§ SET PROBLEM: Carry on the passage about election polling, starting right after its final sentence.

§ TEXT TO READ:
++++++++++++++++++++
All of this was profoundly frustrating to me because the positions being taken were the stuff of alternative realities founded on fantasies and preferences rather than empirics and sound thinking.  And I would underscore:  I would have been similarly frustrated had Romney been up in the polls and Democrats been feverishly unskewing the samples.

Of course, those who thought the polls were wrong thought I was upset because of what they assumed was my preference in the election.  However, as I noted in one of the comment threads:  I am not a cheerleader (and I am certainly not a partisan pundit seeking to boost my side).  So while yes, I have preferences, my main goal is understanding.  As I have noted on multiple occasions:  I would far rather be correct in my analysis than to have my preference come to pass.*

(So here’s the petty part that you came for).
++++++++++++++++++++
Point-based annotation data:
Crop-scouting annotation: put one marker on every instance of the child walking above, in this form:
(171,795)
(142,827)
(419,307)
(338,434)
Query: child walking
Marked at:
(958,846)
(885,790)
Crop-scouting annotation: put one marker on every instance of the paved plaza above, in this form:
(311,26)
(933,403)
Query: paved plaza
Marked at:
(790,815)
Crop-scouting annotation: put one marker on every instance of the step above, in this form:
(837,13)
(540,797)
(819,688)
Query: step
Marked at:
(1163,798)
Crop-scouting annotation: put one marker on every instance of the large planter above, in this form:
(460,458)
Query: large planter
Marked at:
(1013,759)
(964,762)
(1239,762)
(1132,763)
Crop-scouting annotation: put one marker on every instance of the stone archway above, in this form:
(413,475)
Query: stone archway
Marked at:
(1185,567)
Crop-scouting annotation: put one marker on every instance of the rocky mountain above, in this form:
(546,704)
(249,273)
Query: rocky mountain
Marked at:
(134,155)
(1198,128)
++++++++++++++++++++
§ EXERCISE RESPONSE:
One commenter in particular, one Smooth Jazz, harangued we incessantly in these posts.  He assured me that Nate Silver was a “hack” (he had to be dontcha know, because he works for the New York Times!):

Nate Silver is a left wing hack, whose complex model puts more weight on a month old PPP or Marist OH model that showing Obama up 10 with a goofy and outrageous partisan split, compared to a more recent Rasmussen sample that shows the race in OH tied because he prefers the more partisan left leaning pollsters such as PPP and Marist compared to Rasmussen. ANY model is susceptible to “garbage in, garbage out” so spare us the propaganda.

[…]

The NY Times is an activist organ devoted to the takedown of anything and everything Repub. I realized you were far left but give us a break: The NY Times is every bit as, or more, partisan as Fox.

Indeed, he frequently noted that all the mainstream, established polling was wrong because, well, just because.  For example:  “They call it as they see it, unlike the NY Times & NBC that has to rig their polls to push their agena.” As well as:

Finally, I and many other Repubs do not trust Bill McInturff or the news Division of the Wall Street journal. McInturff wants NBC/MSNBC $ and sponsorship and I wouldn’t put it past him to fall in line with his Obama pay masters at NBC/MSNBC, an entity known for doctoring tapes to push the Liberal agenda. Besides, McInturff is the classic “Inside the Beltway Repb” that sucks up to Liberals so they can get invited to DC/NY cocktail parties and get their $.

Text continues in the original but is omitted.